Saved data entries
==========
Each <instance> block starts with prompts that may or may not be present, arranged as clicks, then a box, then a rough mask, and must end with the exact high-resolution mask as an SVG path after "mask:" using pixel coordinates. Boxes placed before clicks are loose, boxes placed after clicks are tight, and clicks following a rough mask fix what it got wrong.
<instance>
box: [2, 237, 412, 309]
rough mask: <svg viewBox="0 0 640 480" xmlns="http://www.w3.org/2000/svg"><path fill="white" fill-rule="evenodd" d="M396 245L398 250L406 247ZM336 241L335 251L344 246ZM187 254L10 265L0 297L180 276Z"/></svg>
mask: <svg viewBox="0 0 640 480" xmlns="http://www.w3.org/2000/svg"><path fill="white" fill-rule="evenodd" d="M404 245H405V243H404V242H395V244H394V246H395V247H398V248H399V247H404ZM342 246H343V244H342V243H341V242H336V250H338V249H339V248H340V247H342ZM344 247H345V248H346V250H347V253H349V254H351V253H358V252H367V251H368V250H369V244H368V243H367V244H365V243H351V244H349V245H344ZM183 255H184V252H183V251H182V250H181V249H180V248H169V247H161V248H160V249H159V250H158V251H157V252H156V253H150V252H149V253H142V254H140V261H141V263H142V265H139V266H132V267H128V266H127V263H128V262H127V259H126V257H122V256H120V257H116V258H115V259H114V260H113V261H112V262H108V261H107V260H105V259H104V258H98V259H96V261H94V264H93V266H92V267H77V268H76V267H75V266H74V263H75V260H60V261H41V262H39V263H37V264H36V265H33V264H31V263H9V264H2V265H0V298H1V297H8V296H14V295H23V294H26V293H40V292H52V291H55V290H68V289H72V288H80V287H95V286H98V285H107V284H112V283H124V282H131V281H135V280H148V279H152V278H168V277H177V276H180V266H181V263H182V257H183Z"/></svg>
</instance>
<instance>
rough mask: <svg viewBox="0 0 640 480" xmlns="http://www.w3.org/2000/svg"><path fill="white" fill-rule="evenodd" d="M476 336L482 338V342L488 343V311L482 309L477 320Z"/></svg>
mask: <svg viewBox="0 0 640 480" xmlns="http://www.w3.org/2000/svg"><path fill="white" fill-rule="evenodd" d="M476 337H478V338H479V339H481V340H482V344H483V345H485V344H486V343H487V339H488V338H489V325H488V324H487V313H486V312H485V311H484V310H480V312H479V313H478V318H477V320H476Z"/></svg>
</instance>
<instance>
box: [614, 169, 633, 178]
==========
> [Problem statement] Would you reproduce all the entries exactly?

> [Your response]
Each <instance> block starts with prompts that may or may not be present, arranged as clicks, then a box, then a rough mask, and must end with the exact high-resolution mask as an SVG path after "mask:" using pixel coordinates. Boxes placed before clicks are loose, boxes placed after clicks are tight, and clicks following a rough mask fix what it got wrong.
<instance>
box: [2, 237, 412, 309]
rough mask: <svg viewBox="0 0 640 480" xmlns="http://www.w3.org/2000/svg"><path fill="white" fill-rule="evenodd" d="M396 245L398 250L406 247ZM336 241L335 251L344 246ZM187 254L10 265L0 297L180 276Z"/></svg>
mask: <svg viewBox="0 0 640 480" xmlns="http://www.w3.org/2000/svg"><path fill="white" fill-rule="evenodd" d="M404 245H405V243H404V242H395V244H394V246H395V247H398V248H399V247H404ZM342 246H343V244H342V243H341V242H336V250H338V249H339V248H340V247H342ZM344 247H345V248H346V250H347V253H349V254H351V253H358V252H367V251H368V250H369V244H368V243H367V244H365V243H351V244H349V245H344ZM183 255H184V252H183V251H182V250H181V249H180V248H169V247H161V248H160V249H159V250H158V251H157V252H156V253H150V252H149V253H142V254H140V261H141V263H142V265H139V266H132V267H128V266H127V263H128V262H127V259H126V257H122V256H120V257H116V258H115V259H114V260H113V261H112V262H108V261H107V260H105V259H104V258H98V259H96V261H94V264H93V266H92V267H77V268H76V267H75V266H74V263H75V260H60V261H41V262H39V263H37V264H36V265H33V264H31V263H9V264H2V265H0V298H1V297H8V296H14V295H23V294H26V293H40V292H52V291H55V290H68V289H72V288H80V287H95V286H98V285H107V284H112V283H124V282H131V281H135V280H148V279H152V278H168V277H177V276H180V266H181V263H182V257H183Z"/></svg>
</instance>
<instance>
rough mask: <svg viewBox="0 0 640 480" xmlns="http://www.w3.org/2000/svg"><path fill="white" fill-rule="evenodd" d="M476 336L482 338V342L488 343V311L482 309L477 320Z"/></svg>
mask: <svg viewBox="0 0 640 480" xmlns="http://www.w3.org/2000/svg"><path fill="white" fill-rule="evenodd" d="M476 337H478V338H479V339H481V340H482V344H483V345H485V344H486V343H487V339H488V338H489V325H488V324H487V313H486V312H485V311H484V310H480V312H479V313H478V318H477V320H476Z"/></svg>
</instance>
<instance>
box: [614, 169, 633, 178]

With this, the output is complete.